Exercise:
Answer these questions about the passage on the Destinations International guide:
1. How many key strategies does the overview present?
2. On what date was the handbook published?
3. What is the full title of the handbook?

Passage shown:
* * * * *
Find out what the new Destinations International guide on involving the local community in tourism brings. We present an overview of six key strategies, the broader context of sustainable destination development, and the reasons why residents’ trust is becoming one of the decisive issues for the future of tourism.

Destinations International publishes a guide to strengthen relationships with the local community and the sustainable development of tourism
Photo by: Domagoj Skledar - illustration/ arhiva (vlastita)

Destinations International publishes new guide to strengthen relationships with the local community in tourism

Destinations International, the global association bringing together destination management organizations, tourist boards, and convention bureaus, published on April 7, 2026, a new handbook titled The Destination Professional’s Guide to Community Engagement. It is a document that offers tourism leaders a practical framework for building trust with local residents, better aligning tourism development with community priorities, and more clearly demonstrating the real impact of tourism on the everyday lives of residents. The guide does not focus on classic destination promotion, but rather on the question of how to make tourism more sustainable in the long term, more socially acceptable, and more politically resilient at a time when the expectations of citizens, local authorities, and the business sector are increasingly high. By publishing this document, Destinations International sends a clear message that a destination’s success is no longer measured only by the number of arrivals, overnight stays, and visitor spending, but also by how much the local community trusts tourism institutions and sees benefits from tourism development.
* * * * *
Dataset excerpt:
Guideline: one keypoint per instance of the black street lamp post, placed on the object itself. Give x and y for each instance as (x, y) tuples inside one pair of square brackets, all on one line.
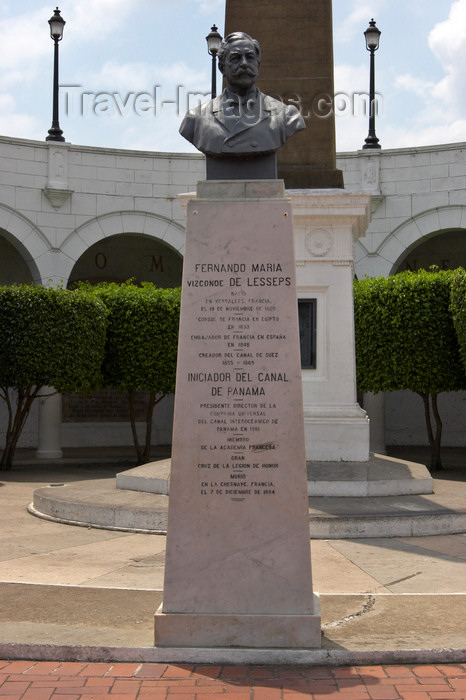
[(57, 24), (372, 35), (213, 44)]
* * * * *
Answer to this problem:
1. Six.
2. April 7, 2026.
3. The Destination Professional’s Guide to Community Engagement.